Return each line from the records below that contains the word "black", reproducing every such line in full.

• _Supplied information_:
>> Start

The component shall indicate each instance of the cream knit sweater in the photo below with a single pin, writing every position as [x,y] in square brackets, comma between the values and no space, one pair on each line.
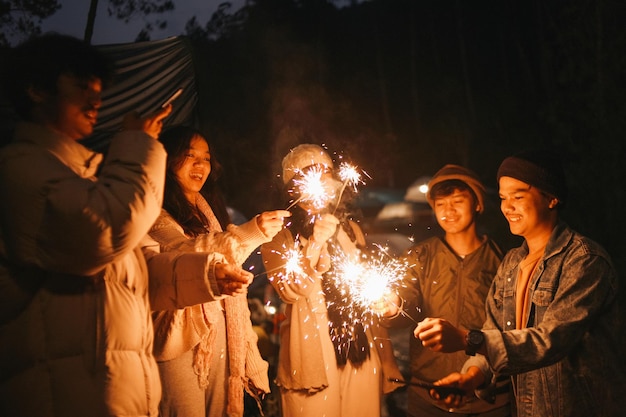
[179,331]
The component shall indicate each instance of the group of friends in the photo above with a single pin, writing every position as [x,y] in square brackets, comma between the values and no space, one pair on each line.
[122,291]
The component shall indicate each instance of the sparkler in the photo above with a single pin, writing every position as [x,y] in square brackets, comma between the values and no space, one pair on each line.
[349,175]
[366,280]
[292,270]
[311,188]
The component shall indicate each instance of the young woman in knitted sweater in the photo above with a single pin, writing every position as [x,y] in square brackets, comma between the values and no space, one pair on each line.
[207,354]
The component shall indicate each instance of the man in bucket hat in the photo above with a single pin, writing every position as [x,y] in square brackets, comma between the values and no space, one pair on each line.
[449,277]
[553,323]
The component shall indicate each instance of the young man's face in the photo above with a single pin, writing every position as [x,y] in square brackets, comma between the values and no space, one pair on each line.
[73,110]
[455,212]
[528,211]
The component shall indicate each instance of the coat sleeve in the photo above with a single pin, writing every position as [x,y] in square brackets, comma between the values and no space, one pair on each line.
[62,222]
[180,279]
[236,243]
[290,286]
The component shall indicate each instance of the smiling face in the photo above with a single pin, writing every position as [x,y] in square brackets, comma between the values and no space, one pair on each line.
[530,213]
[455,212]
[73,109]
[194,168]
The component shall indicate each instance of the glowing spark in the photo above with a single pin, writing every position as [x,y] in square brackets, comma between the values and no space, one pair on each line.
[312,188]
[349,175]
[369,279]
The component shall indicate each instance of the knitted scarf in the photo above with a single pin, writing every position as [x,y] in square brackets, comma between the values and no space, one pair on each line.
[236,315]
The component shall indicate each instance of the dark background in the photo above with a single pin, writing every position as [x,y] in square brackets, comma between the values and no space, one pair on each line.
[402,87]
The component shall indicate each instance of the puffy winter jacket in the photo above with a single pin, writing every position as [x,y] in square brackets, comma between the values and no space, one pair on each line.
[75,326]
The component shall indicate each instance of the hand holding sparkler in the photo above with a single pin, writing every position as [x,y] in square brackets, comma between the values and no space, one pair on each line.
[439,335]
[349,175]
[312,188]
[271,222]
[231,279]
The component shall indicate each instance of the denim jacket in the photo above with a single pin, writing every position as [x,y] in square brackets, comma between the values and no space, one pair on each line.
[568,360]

>> End
>> Start

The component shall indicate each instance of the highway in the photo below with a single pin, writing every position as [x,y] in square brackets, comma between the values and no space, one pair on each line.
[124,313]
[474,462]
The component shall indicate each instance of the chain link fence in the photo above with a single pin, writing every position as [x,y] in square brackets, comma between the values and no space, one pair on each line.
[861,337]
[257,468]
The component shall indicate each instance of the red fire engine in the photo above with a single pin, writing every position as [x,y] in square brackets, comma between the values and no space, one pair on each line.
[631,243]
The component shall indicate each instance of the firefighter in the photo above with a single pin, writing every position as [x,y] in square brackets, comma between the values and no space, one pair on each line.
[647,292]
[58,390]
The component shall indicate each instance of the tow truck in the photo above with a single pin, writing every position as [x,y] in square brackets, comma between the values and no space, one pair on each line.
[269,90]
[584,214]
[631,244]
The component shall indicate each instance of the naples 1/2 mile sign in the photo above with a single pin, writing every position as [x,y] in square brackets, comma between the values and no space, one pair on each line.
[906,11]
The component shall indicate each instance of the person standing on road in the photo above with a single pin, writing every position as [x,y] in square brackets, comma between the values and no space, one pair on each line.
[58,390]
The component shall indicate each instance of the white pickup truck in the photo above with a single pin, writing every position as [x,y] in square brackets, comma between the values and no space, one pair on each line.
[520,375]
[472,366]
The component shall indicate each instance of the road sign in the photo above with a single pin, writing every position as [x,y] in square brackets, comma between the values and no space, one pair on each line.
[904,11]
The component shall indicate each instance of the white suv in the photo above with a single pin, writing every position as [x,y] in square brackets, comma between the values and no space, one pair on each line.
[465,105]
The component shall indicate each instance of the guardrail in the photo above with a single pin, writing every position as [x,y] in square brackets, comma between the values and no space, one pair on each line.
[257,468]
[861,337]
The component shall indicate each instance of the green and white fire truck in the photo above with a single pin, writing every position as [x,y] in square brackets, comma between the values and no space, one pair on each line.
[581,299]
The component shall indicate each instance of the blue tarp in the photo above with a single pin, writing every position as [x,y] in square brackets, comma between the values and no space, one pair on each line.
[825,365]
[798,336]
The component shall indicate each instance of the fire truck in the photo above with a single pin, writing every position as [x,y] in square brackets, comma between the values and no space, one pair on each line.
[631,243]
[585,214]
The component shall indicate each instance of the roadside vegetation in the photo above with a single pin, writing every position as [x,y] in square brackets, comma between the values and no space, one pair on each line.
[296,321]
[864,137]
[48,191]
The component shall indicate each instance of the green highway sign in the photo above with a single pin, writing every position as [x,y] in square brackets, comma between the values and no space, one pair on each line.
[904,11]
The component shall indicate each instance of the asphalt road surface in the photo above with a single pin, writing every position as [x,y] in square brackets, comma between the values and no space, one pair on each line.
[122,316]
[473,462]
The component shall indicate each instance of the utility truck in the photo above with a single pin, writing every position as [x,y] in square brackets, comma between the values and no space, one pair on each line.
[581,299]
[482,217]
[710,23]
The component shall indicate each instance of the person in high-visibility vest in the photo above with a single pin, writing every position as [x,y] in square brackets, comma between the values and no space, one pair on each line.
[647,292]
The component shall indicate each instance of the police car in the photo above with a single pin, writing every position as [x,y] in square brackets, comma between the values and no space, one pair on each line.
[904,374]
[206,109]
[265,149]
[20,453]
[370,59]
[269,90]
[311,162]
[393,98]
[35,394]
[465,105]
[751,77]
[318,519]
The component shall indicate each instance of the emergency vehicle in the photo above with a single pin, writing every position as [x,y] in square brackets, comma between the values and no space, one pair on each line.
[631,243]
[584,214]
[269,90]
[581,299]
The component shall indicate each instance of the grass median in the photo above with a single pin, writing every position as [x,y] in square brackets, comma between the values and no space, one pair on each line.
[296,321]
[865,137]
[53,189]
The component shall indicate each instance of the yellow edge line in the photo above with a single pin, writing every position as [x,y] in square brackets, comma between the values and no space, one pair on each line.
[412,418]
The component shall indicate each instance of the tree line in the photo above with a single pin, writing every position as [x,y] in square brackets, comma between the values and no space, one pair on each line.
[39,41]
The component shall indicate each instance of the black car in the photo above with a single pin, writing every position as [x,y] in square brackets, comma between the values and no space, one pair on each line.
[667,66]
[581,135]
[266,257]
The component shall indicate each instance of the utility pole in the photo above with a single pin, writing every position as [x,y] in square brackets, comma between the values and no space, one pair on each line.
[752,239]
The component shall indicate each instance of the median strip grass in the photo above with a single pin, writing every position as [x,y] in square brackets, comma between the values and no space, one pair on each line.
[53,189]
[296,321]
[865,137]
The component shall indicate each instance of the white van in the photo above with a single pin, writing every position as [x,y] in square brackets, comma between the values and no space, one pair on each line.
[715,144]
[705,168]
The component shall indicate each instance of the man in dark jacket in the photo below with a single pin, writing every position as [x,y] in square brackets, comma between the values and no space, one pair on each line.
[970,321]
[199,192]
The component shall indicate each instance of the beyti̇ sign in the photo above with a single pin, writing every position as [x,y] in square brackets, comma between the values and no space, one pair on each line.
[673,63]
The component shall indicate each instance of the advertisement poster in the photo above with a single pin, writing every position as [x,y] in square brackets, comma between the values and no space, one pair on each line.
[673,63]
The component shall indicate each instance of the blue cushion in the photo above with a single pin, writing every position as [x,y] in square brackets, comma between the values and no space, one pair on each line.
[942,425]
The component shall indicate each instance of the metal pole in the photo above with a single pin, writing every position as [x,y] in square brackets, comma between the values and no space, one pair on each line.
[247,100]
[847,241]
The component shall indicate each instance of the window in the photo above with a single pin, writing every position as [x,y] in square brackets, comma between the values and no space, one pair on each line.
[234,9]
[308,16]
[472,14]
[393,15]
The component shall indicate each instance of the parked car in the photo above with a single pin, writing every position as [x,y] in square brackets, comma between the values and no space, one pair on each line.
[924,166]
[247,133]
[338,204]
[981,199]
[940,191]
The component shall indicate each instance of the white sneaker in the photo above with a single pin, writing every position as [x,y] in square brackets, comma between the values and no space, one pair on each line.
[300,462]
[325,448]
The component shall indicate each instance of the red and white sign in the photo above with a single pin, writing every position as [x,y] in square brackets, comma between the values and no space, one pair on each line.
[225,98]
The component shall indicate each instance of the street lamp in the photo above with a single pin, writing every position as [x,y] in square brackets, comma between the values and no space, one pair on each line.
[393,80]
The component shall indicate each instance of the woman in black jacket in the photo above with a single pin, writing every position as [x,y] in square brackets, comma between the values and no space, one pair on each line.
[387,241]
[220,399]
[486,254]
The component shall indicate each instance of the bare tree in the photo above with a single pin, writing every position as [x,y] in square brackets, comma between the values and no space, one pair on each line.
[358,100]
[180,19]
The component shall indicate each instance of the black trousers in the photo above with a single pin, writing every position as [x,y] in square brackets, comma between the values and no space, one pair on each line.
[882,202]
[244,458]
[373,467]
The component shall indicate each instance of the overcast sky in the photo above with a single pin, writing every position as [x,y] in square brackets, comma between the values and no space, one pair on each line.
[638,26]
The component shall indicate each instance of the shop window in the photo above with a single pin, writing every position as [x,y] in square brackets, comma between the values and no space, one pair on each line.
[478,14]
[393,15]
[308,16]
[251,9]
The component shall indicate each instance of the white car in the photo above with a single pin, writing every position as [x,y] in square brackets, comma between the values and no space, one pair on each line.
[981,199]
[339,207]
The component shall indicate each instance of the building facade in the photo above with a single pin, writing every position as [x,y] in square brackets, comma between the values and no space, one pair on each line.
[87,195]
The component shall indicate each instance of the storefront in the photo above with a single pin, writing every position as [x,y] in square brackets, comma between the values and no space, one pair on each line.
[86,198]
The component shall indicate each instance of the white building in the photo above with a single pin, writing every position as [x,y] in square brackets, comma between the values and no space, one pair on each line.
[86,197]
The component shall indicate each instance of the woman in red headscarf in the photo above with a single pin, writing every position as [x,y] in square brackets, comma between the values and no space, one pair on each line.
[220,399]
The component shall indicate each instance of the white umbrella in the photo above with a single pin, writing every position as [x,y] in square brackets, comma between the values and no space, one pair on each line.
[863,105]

>> End
>> Start

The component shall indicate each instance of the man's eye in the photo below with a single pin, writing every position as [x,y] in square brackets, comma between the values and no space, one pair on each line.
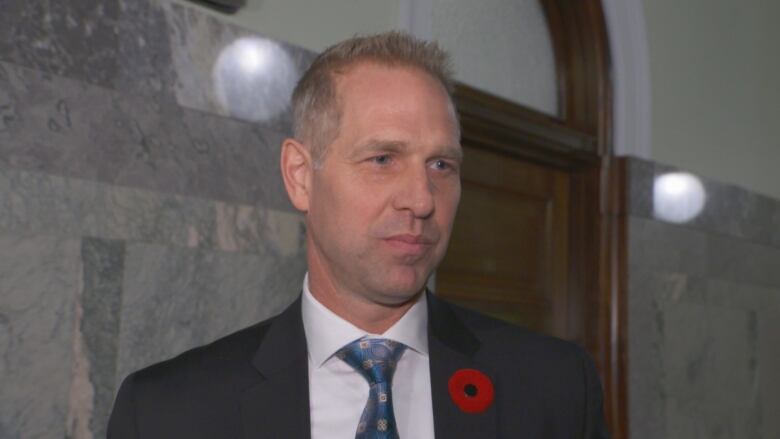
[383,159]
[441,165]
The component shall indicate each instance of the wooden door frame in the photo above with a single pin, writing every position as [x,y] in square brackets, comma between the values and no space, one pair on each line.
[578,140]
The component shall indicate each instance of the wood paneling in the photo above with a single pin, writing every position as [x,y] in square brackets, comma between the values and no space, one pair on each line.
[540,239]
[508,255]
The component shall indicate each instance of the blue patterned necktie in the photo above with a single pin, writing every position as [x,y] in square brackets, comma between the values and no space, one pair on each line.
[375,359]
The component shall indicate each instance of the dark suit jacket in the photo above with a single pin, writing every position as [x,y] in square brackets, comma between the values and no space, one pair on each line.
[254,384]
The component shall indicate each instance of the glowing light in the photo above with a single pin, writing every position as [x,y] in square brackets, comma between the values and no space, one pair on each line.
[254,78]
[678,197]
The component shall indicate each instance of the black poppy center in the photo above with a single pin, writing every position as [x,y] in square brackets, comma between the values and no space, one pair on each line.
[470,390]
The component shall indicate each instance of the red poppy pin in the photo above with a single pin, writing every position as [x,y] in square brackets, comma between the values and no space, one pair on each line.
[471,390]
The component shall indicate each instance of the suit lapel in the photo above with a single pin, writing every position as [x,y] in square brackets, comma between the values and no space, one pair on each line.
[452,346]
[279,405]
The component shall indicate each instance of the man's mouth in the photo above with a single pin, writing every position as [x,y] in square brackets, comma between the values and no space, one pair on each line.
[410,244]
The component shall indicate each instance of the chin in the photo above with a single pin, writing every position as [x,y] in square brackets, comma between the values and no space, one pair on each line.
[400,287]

>> End

• _Result_:
The component shall indicate each instance of the black car in the photo above with a single pin, writing every position as [x,y] in square brackets, comma between the values and no space, one pair on each line.
The component shall indicate each instance of the woman in black jacket in the photo above with a single pin, writing every position as [x,y] in square brackets, comma between the values and no space, one pair on each line.
The component shall indicate each instance of the black trousers in the photo above with a single pin, writing every position as [x,y] in square brackets, comma between the values and no space, one pair on each line.
The component shall indicate each instance of the black poppy center in the photo above with a single pin, writing every position as [x,y] in square brackets, comma between the values and no space, one pair on each line.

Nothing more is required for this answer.